◆ **TEXT BLOCK**

• • • • •

The plantation contains two thousand six hundred acres;
six hundred and fifty are in cane; and there is a fruitful
orange grove of five thousand trees. The cane is
cultivated after a modern and intricate scientific fashion,
too elaborate and complex for me to attempt to describe;
but it lost $40,000 last year. I forget the other details.
However, this year's crop will reach ten or twelve hundred
tons of sugar, consequently last year's loss will not matter.
These troublesome and expensive scientific methods achieve a yield
of a ton and a half and from that to two tons, to the acre;
which is three or four times what the yield of an acre was
in my time.
The drainage-ditches were everywhere alive with
little crabs--'fiddlers.' One saw them scampering sidewise
in every direction whenever they heard a disturbing noise.
Expensive pests, these crabs; for they bore into the levees,
and ruin them.
The great sugar-house was a wilderness of tubs and tanks
and vats and filters, pumps, pipes, and machinery.
The process of making sugar is exceedingly interesting.

• • • • •

◆ **DATASET ENTRIES**
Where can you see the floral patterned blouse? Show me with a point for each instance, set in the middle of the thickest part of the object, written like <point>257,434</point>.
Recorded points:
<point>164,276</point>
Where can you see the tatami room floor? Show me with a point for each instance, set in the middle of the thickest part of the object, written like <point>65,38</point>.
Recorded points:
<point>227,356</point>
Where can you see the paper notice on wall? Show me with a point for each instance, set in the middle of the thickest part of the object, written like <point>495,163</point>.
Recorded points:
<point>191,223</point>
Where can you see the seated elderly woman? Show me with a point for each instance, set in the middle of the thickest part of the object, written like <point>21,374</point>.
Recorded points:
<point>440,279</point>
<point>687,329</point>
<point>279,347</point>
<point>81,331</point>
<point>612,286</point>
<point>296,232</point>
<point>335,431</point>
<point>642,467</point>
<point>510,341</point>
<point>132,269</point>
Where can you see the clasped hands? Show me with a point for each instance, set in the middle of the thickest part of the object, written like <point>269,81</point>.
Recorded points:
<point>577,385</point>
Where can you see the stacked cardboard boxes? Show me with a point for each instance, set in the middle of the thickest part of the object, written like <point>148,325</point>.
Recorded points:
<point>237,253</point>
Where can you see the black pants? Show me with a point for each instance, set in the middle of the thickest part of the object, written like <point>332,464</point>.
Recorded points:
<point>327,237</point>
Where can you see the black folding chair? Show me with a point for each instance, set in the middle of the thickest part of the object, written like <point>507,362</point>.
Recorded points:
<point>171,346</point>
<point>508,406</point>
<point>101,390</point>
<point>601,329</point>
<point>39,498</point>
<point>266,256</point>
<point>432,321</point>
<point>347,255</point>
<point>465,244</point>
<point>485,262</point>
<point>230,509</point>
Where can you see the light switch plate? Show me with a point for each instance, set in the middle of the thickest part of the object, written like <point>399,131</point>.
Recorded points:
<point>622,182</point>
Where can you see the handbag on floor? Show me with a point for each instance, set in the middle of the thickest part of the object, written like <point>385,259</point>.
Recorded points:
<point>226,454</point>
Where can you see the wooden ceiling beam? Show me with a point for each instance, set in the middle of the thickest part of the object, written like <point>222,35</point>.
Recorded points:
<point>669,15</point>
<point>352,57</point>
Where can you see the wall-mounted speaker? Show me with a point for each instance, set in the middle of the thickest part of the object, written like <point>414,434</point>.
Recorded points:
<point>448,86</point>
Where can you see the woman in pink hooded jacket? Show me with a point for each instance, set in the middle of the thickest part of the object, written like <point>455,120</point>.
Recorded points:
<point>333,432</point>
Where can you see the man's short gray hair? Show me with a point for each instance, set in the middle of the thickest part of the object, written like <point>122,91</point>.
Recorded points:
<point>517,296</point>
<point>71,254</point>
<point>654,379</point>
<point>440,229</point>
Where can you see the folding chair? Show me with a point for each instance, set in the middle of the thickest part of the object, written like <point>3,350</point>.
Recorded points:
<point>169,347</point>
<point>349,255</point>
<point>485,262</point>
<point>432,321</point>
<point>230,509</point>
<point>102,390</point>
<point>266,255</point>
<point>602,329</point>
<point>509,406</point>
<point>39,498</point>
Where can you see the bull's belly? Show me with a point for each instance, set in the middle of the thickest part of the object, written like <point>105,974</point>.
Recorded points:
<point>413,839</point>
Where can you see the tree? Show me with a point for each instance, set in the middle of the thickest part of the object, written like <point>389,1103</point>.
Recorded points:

• • • • •

◆ **WHAT YOU NEED TO DO**
1. Using the sugar plantation passage, decide whether each statement agrees with it: (a) The orange grove has five thousand trees. (b) The plantation turned a profit last year. (c) The little crabs help keep the levees strong. Answer yes or no for each, and quote the deciding words.
2. Carry on the sugar plantation passage with a few more sentences, starting right after its last one.
The rows are separate material and have no connection to the sugar plantation passage.

◆ **EXPECTED OUTPUTS**
1.
(a) Yes: "there is a fruitful orange grove of five thousand trees"
(b) No: "but it lost $40,000 last year"
(c) No: "for they bore into the levees, and ruin them"

2.
First, you heave your cane into the centrifugals and grind out
the juice; then run it through the evaporating pan to extract
the fiber; then through the bone-filter to remove the alcohol;
then through the clarifying tanks to discharge the molasses;
then through the granulating pipe to condense it; then through
the vacuum pan to extract the vacuum. It is now ready for market.
I have jotted these particulars down from memory.
The thing looks simple and easy. Do not deceive yourself.
To make sugar is really one of the most difficult things
in the world. And to make it right, is next to impossible.
If you will examine your own supply every now and then
for a term of years, and tabulate the result, you will find
that not two men in twenty can make sugar without getting sand
into it.
We could have gone down to the mouth of the river and visited Captain Eads'
great work, the 'jetties,' where the river has been compressed between walls,
and thus deepened to twenty-six feet; but it was voted useless to go,
since at this stage of the water everything would be covered up and invisible.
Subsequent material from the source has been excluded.